* **TO BE DONE**:
Reproduce every one of the rows below word for word, omitting the pictures.

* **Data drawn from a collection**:

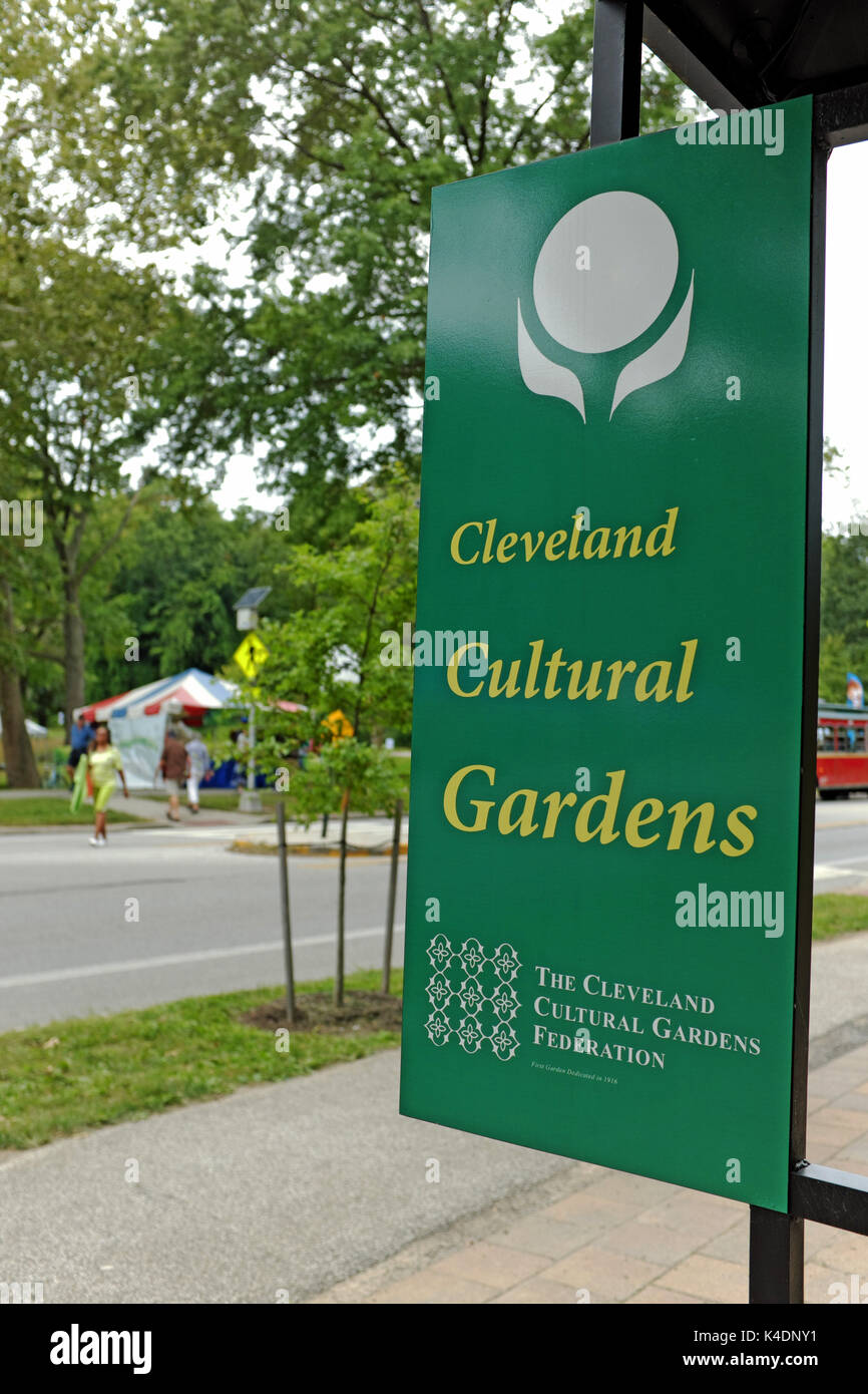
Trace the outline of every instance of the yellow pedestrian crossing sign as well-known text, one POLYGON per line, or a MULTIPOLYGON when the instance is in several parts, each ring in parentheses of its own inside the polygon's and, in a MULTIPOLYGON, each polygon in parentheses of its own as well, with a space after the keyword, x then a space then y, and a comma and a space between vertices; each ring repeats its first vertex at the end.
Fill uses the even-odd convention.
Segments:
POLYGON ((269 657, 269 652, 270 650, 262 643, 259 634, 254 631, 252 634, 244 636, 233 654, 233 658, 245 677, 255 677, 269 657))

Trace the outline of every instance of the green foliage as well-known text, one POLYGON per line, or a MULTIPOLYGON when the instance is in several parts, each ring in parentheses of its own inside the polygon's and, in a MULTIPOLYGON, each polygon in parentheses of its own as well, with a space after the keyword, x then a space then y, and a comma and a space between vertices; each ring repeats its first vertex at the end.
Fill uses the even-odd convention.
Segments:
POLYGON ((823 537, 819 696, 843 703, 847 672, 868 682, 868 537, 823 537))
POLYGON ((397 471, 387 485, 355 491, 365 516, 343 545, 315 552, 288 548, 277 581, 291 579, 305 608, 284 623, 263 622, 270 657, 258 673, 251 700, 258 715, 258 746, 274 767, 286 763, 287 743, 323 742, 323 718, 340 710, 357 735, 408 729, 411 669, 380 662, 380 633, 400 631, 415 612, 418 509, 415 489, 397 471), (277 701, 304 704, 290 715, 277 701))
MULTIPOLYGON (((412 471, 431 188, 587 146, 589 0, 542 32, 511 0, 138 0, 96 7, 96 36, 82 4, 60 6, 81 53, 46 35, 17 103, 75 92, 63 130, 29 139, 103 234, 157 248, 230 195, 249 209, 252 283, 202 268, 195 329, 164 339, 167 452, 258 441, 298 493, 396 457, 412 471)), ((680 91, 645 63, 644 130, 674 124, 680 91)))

* **OUTPUT FOR THIS EXERCISE**:
Trace the outline of every instance of the yellow pedestrian crossing sign as well-known text, one POLYGON per line, or a MULTIPOLYGON when the instance is in several parts, each ring in parentheses of its own inside the polygon's and, in a MULTIPOLYGON, each polygon in parentheses of its own as well, with a space after the keyword, x then a space then y, and a comma and a space between vertices; each ring repeats its first vertex at the end.
Fill uses the even-odd convention.
Segments:
POLYGON ((269 657, 269 652, 270 650, 262 643, 259 634, 254 631, 252 634, 244 636, 233 654, 233 658, 245 677, 255 677, 269 657))

Trace the outline of every instance of the green foliage as well-known text, one POLYGON per line, or a MULTIPOLYGON when the instance is in several parts, each ring in parentheses of its own inside the polygon's and, in a MULTIPOLYGON, each polygon in parentheses of its own as well, with a space after the keyword, x then a space then y, and a comma and a space between vertices; each ring repeats its first vertex at the end.
Fill uses the even-odd convention.
Segments:
POLYGON ((823 537, 819 696, 843 703, 847 672, 868 682, 868 537, 823 537))
POLYGON ((397 471, 387 485, 355 491, 365 516, 343 545, 315 552, 288 548, 277 581, 291 579, 305 608, 284 623, 263 622, 270 657, 258 673, 251 700, 258 715, 258 746, 274 767, 286 763, 287 743, 323 742, 323 718, 340 710, 357 735, 408 729, 411 669, 380 662, 380 633, 400 631, 415 612, 418 509, 415 489, 397 471), (277 701, 304 704, 290 715, 277 701))
MULTIPOLYGON (((412 471, 431 188, 587 146, 589 0, 542 32, 511 0, 138 0, 96 7, 96 36, 82 4, 60 6, 81 53, 46 35, 17 103, 75 92, 63 130, 29 139, 103 234, 157 248, 230 195, 249 209, 252 283, 202 268, 195 329, 164 339, 167 452, 258 441, 298 493, 396 457, 412 471)), ((680 91, 645 63, 644 130, 674 124, 680 91)))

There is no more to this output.